Financial Services Innovation Coalition: Expanded Debt Relief Access Is An Important Solution to America’s Affordability Crisis

As the United States celebrates 250 years of independence, most Americans do not believe their own financial freedom is still possible. In fact, there is no longer a consensus that hard work and initiative are all it takes to get ahead. According to an Associated Press poll, only one-third of Americans feel the American Dream holds true today.

A new Financial Services Innovation Coalition (FSIC) report offers insight into why so many Americans feel it is impossible to get ahead: debt is no longer a temporary mechanism prudently used to buy a home or finance an education. Rather, it is the only way many Americans can afford everyday life. 

 In an economy where debt is a means of financial survival — and where financial stress is taking a toll on mental health— consumers need access to options, including debt relief, which provides important consumer protections and a regulated alternative to bankruptcy.

* Required actions
1/ For each statement below, say whether it agrees with the piece on debt relief access, giving yes or no and quoting the deciding words. (a) An Associated Press poll found that only one-third of Americans feel the American Dream holds true today. (b) The FSIC report describes debt as still mainly a temporary mechanism for buying a home or financing an education. (c) Debt relief is presented as a regulated alternative to bankruptcy.
2/ From the piece on debt relief access, extract the passage from "As the United" up to and including "afford everyday life.".

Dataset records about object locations
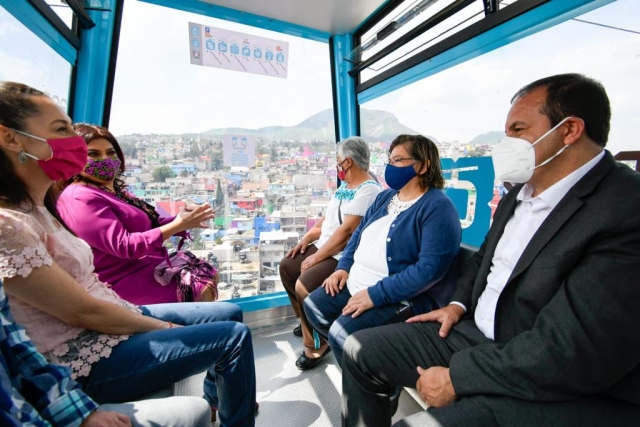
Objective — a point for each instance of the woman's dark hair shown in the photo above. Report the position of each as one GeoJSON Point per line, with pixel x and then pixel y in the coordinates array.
{"type": "Point", "coordinates": [91, 132]}
{"type": "Point", "coordinates": [578, 96]}
{"type": "Point", "coordinates": [425, 152]}
{"type": "Point", "coordinates": [17, 104]}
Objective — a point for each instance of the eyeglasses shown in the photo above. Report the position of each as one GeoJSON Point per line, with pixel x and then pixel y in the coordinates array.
{"type": "Point", "coordinates": [395, 160]}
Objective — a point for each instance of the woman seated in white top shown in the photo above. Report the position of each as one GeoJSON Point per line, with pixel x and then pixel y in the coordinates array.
{"type": "Point", "coordinates": [394, 264]}
{"type": "Point", "coordinates": [308, 264]}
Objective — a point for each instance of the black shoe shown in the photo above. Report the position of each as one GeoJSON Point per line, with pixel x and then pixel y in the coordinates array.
{"type": "Point", "coordinates": [297, 331]}
{"type": "Point", "coordinates": [305, 363]}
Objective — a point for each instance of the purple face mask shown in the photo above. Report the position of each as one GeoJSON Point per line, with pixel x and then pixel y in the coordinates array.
{"type": "Point", "coordinates": [104, 169]}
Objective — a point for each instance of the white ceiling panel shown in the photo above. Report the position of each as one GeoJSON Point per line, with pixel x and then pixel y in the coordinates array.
{"type": "Point", "coordinates": [332, 16]}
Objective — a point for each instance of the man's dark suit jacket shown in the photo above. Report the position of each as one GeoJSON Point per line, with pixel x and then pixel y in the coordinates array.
{"type": "Point", "coordinates": [567, 323]}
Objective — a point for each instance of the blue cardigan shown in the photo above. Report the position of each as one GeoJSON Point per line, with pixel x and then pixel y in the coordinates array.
{"type": "Point", "coordinates": [421, 245]}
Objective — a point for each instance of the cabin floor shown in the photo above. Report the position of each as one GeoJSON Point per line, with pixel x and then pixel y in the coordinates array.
{"type": "Point", "coordinates": [289, 397]}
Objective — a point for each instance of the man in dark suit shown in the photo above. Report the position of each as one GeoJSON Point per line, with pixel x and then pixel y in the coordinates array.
{"type": "Point", "coordinates": [543, 326]}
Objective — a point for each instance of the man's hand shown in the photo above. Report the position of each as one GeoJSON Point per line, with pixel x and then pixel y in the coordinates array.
{"type": "Point", "coordinates": [358, 304]}
{"type": "Point", "coordinates": [334, 283]}
{"type": "Point", "coordinates": [300, 247]}
{"type": "Point", "coordinates": [435, 387]}
{"type": "Point", "coordinates": [309, 262]}
{"type": "Point", "coordinates": [106, 419]}
{"type": "Point", "coordinates": [446, 316]}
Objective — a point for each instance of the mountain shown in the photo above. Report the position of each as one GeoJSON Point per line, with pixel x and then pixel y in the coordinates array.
{"type": "Point", "coordinates": [489, 138]}
{"type": "Point", "coordinates": [376, 126]}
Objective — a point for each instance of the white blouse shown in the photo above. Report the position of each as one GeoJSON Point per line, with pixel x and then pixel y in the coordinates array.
{"type": "Point", "coordinates": [370, 259]}
{"type": "Point", "coordinates": [350, 201]}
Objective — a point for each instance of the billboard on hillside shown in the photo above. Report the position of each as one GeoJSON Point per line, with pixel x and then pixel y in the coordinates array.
{"type": "Point", "coordinates": [239, 150]}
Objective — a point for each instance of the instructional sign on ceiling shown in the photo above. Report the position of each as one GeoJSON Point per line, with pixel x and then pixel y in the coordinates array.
{"type": "Point", "coordinates": [218, 48]}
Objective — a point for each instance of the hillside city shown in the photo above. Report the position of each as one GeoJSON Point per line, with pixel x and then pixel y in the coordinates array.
{"type": "Point", "coordinates": [261, 212]}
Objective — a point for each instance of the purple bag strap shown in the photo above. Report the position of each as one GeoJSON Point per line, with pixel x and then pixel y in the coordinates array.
{"type": "Point", "coordinates": [166, 253]}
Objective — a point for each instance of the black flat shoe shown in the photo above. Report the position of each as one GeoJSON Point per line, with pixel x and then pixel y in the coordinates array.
{"type": "Point", "coordinates": [297, 331]}
{"type": "Point", "coordinates": [305, 363]}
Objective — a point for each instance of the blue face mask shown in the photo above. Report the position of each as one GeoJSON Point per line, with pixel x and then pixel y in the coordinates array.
{"type": "Point", "coordinates": [397, 177]}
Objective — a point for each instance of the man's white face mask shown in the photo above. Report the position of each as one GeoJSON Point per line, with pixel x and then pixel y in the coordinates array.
{"type": "Point", "coordinates": [514, 159]}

* Completed exercise
1/
(a) Yes: "According to an Associated Press poll, only one-third of Americans feel the American Dream holds true today."
(b) No: "debt is no longer a temporary mechanism prudently used to buy a home or finance an education."
(c) Yes: "debt relief, which provides important consumer protections and a regulated alternative to bankruptcy."

2/
As the United States celebrates 250 years of independence, most Americans do not believe their own financial freedom is still possible. In fact, there is no longer a consensus that hard work and initiative are all it takes to get ahead. According to an Associated Press poll, only one-third of Americans feel the American Dream holds true today.

A new Financial Services Innovation Coalition (FSIC) report offers insight into why so many Americans feel it is impossible to get ahead: debt is no longer a temporary mechanism prudently used to buy a home or finance an education. Rather, it is the only way many Americans can afford everyday life.